**Extract to read**
════
An alternative data source for land coverage is available for public use. See the [Earth Engine Data Catalog](https://developers.google.com/earth-engine/datasets/catalog/)

### Generate aggregate weather features associated with each fire
We'll need to lookup all reports within a given bounding box centered at the fire's originating location. I use a bounding box to preclude performing pairwise distance lookups which might be more accurate but will incur a significant expense - $O(n^2)$. The embedded hierarchical structure within a degree-decimal formatted coordinate allows us to generate contextually important containment boundaries. The boundaries will include aggregated values from all weather reports $\pm$ 55.5km of the fire.

This is the long running computation may take several days to complete. I wrote it to perform aggregations in batches. Each batch will cache the resulting features to a csv file and continue with the next. Also of note here is that I use a thread pool rather than a process pool to keep memory usage as low as possible.

In [None]:
# load cleaned GSOD file
gsod = pd.read_csv(os.path.join('.', 'data', 'gsod.csv'))
gsod.head()

In [None]:
# start a thread pool and progress bar
pool = TPool(mul.cpu_count())
pbar = tqdm(total=len(fires))


def weather_agg(args):    
    try:
        # extract the tuple arguments
        fod_id, lat, lon, year, doy = args
        
        # make a copy of the empty record to start this record with
        results = empty.copy()
        results['fod_id'] = fod_id
        
        # get all weather reports within 111km
        lat_min, lat_max = lat-.5, lat+.5
        lon_min, lon_max = lon-.5, lon+.5
        
        # retrieve all weather reports within the box and 4 days leading up to and including
        # the day of the fire
        wthr = gsod.loc[
            (gsod.lat >= lat_min) & (gsod.lat <= lat_max) &
            (gsod.lon >= lon_min) & (gsod.lon <= lon_max) &
            (
                (gsod.year == year) & (gsod.doy >= doy-4) & (gsod.doy <= doy) |
                (gsod.doy <= 4) & (gsod.year == year-1) & (gsod.doy >= 361+doy)
            )
        ]
        
        # get the three day prior aggregates
        w_ = wthr.loc[wthr.doy != doy]
        if len(w_) > 0:
            results['threeDay_atmos_sev'] = np.mean(w_.atmos_sev)
            results['threeDay_temp_max']  = np.max(w_.temp_max)
            results['threeDay_temp_min']  = np.min(w_.temp_min)
            results['threeDay_temp']  = np.median(w_.temp)
            results['threeDay_sndp']  = np.median(w_.sndp)
            results['threeDay_dewp']  = np.median(w_.dewp)
            results['threeDay_gust']  = np.max(w_.gust)
            results['threeDay_mxspd'] = np.max(w_.mxspd)
            results['threeDay_stp']   = np.median(w_.stp)
            results['threeDay_temp']  = np.median(w_.temp)
            results['threeDay_slp']   = np.median(w_.slp)
════
**Data section**

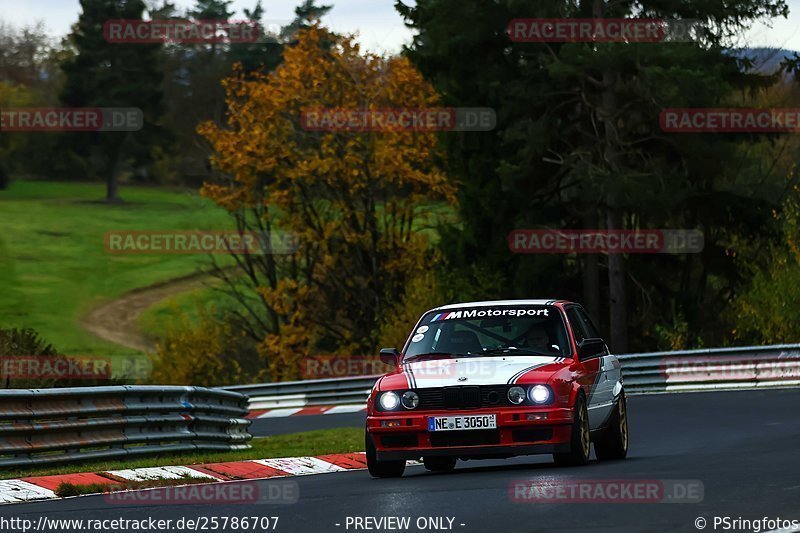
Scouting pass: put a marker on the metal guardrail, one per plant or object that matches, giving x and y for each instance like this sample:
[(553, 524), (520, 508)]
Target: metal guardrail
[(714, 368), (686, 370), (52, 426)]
════
**Do this**
Summarize the notebook excerpt on weather features for each fire in two sentences.

**Expected answer**
To gather weather features for each fire, the author looks up all weather reports inside a bounding box centered on the fire's starting point, which avoids costly pairwise distance lookups. Because this computation may take several days, it runs in batches that each cache their results to a csv file, and it uses a thread pool instead of a process pool to keep memory use low.